What you will do —
A. According to the terms of sale below, within how many days must a proposal be acted upon to avoid having its price, delivery, terms and specifications confirmed?
B. Reproduce verbatim the part of the terms of sale below that opens with the words "Terms of Payment" and closes with "behalf of Seller.".

Terms and Conditions of Sale
The following terms and conditions of sale are to be made a part of all quotations, contracts and/or sales made by IDD Process & Packaging, Inc. unless stated otherwise in our quotation or contract of sale.
Acceptance and Agreement – Proposals not acted upon within thirty (30) days must be confirmed as to price, delivery, terms and specifications. Three (3) written documents, i.e. our proposal, your purchase order and our acceptance, constitute the entire contract between us, which can be modified by written agreement only.
Disclaimer - Except as otherwise prohibited by law, IDD Process & Packaging, Inc. disclaims and shall not be responsible for any liability, indirect, special incidental, consequential, exemplary, punitive, and/or loss of enjoyment damages. The obligations of IDD Process & Packaging, Inc. specifically stated in this agreement are given in lieu of any other obligation or responsibility, express or implied, including any representation of merchantability or fitness for a particular purpose.
Price/Performance – All pricing and equipment performances figures quoted herein are based on information and product samples available to us at the time of quotation. Any change in equipment specifications, terms or product configuration before or during fabrication of the equipment quoted may result in additional charges. The price quoted is in U.S. dollars, F.O.B. factory.
Taxes – Prices do not include any sales or use taxes and are the buyer’s responsibility. Any tax imposed by any present or future law on the sale of the articles covered hereby shall be added to the amount in our quotation.
Interface – It is the responsibility of the buyer to provide for any necessary design, engineering, set-up, test and debugging of the interface between Seller equipment and the Buyer’s equipment unless such interface is specifically described and is included as part of the Seller equipment proposal. All Buyer’s equipment furnished to Seller for interface shall be provided at no cost to Seller and Seller shall not be liable for any damages or costs incurred by the Buyer in connection with the furnishing of such equipment unless damages and costs are due to negligence by Seller.
Cancellation and Claims – Our order is not subject to deferment of shipment nor cancellations unless Seller is indemnified against loss resulting therefrom. Loss or damage claims must be filed by you with the delivering carrier.
Terms of Payment – See Terms above - All and any cost associated with the transfer of funds and/or collection costs incurred by a collection agency or attorney caused through a collection of payment(s) from the customer shall be added to the account of the customer.
Liability – Purchaser hereby indemnifies and holds harmless Seller against and from any and all claims, suit, causes of action, judgements or damage to property, loss of production or injury or death to persons, including the property and employees of Purchaser, occasioned in any manner, directly or indirectly from the installation, maintenance, use and operation of the equipment, including without limitation, any judgement against Seller, its officers, fees and cost, if any, incurred by or on behalf of Seller.

[Stored data entries]
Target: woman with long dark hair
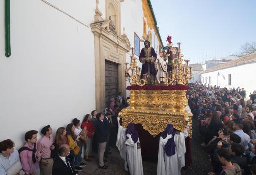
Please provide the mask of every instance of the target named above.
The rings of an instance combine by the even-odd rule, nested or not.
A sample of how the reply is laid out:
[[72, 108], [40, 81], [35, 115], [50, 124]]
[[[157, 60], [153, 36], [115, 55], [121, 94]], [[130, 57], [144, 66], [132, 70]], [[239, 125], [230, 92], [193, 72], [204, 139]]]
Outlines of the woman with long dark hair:
[[[77, 137], [75, 135], [74, 133], [75, 129], [75, 127], [73, 123], [69, 123], [66, 128], [66, 130], [67, 131], [67, 138], [68, 139], [69, 148], [70, 149], [70, 153], [68, 155], [68, 157], [69, 158], [69, 162], [70, 163], [71, 167], [73, 167], [73, 164], [75, 160], [74, 151], [75, 149], [77, 149], [77, 146], [79, 146], [77, 145], [76, 140], [79, 140], [80, 137], [80, 135]], [[82, 169], [79, 166], [75, 167], [75, 169], [78, 172], [80, 172], [82, 170]]]
[[[80, 135], [80, 133], [82, 131], [82, 129], [80, 127], [81, 126], [81, 122], [80, 120], [77, 118], [75, 118], [72, 121], [73, 124], [75, 126], [75, 129], [74, 130], [74, 133], [75, 134], [76, 137]], [[81, 139], [82, 137], [80, 137], [80, 139]], [[77, 155], [76, 155], [75, 157], [75, 167], [85, 167], [86, 166], [86, 164], [83, 163], [82, 158], [82, 151], [83, 150], [83, 147], [82, 147], [81, 143], [80, 140], [76, 139], [76, 142], [77, 143], [77, 145], [80, 148], [80, 151], [78, 152]]]
[[55, 143], [58, 147], [63, 144], [68, 144], [66, 134], [67, 131], [64, 127], [60, 127], [57, 130], [55, 134]]
[[207, 144], [214, 136], [218, 136], [218, 132], [222, 127], [220, 122], [221, 115], [221, 112], [220, 111], [212, 112], [212, 117], [210, 124], [208, 127], [207, 134], [205, 137], [205, 144]]

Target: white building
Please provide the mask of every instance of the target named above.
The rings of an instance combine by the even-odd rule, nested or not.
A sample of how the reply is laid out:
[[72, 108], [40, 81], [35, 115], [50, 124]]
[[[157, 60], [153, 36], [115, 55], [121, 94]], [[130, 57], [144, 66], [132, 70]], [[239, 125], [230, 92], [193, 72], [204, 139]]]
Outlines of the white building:
[[0, 140], [11, 139], [18, 148], [28, 130], [50, 124], [55, 132], [75, 117], [101, 112], [118, 92], [125, 97], [124, 63], [135, 34], [157, 52], [163, 47], [149, 0], [15, 1], [7, 58], [4, 2]]
[[190, 64], [189, 66], [193, 67], [193, 77], [189, 83], [201, 83], [201, 74], [199, 73], [204, 69], [201, 64]]
[[221, 64], [200, 73], [203, 84], [221, 87], [244, 88], [246, 97], [256, 89], [253, 79], [256, 67], [256, 53]]

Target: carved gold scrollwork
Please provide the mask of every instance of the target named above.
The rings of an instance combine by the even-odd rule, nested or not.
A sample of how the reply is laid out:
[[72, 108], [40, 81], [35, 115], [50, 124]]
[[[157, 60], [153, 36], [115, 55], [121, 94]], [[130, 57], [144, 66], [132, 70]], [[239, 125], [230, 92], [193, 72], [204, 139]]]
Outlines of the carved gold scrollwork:
[[186, 111], [185, 93], [185, 90], [130, 90], [130, 107], [119, 113], [123, 126], [140, 123], [153, 137], [163, 132], [167, 124], [184, 132], [189, 122], [191, 128], [192, 114]]

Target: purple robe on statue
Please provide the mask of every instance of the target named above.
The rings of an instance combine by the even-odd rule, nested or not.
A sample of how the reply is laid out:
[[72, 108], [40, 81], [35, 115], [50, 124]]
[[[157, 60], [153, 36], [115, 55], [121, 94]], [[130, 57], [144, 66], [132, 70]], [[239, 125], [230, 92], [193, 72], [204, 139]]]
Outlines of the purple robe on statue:
[[[150, 49], [150, 51], [148, 52], [147, 50], [149, 49]], [[154, 63], [149, 63], [146, 61], [143, 62], [142, 60], [142, 58], [149, 58], [151, 57], [153, 57], [154, 58], [154, 62], [156, 61], [157, 54], [155, 52], [155, 50], [153, 48], [149, 47], [148, 49], [146, 48], [142, 49], [140, 56], [139, 56], [140, 61], [142, 63], [142, 70], [141, 72], [141, 78], [143, 78], [143, 74], [147, 74], [149, 72], [149, 73], [150, 75], [152, 75], [154, 77], [156, 78], [157, 77], [157, 71], [156, 70]]]

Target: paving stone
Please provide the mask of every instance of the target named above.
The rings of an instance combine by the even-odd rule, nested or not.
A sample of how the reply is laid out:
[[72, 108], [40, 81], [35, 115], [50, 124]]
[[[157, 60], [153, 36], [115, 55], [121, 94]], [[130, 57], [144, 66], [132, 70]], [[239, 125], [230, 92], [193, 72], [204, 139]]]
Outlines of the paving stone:
[[[181, 175], [206, 174], [208, 172], [213, 172], [208, 156], [204, 149], [201, 145], [200, 134], [196, 126], [196, 121], [193, 121], [193, 136], [191, 140], [192, 164], [187, 169], [181, 170]], [[116, 147], [112, 148], [112, 154], [109, 156], [106, 165], [109, 166], [107, 169], [98, 168], [97, 160], [97, 154], [90, 162], [85, 162], [87, 166], [83, 168], [79, 175], [129, 175], [124, 170], [124, 161], [120, 156]], [[148, 161], [143, 161], [144, 175], [156, 175], [157, 174], [157, 163]]]

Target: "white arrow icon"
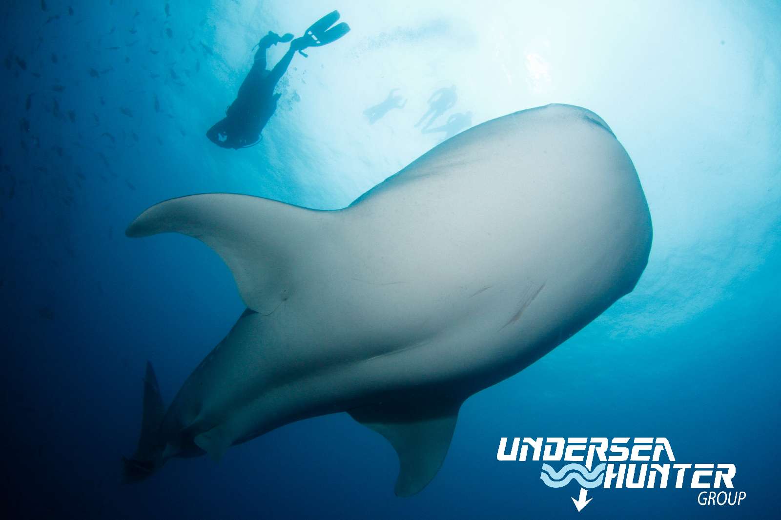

Expected outputs —
A. Thirty (30) days.

B.
Terms of Payment – See Terms above - All and any cost associated with the transfer of funds and/or collection costs incurred by a collection agency or attorney caused through a collection of payment(s) from the customer shall be added to the account of the customer.
Liability – Purchaser hereby indemnifies and holds harmless Seller against and from any and all claims, suit, causes of action, judgements or damage to property, loss of production or injury or death to persons, including the property and employees of Purchaser, occasioned in any manner, directly or indirectly from the installation, maintenance, use and operation of the equipment, including without limitation, any judgement against Seller, its officers, fees and cost, if any, incurred by or on behalf of Seller.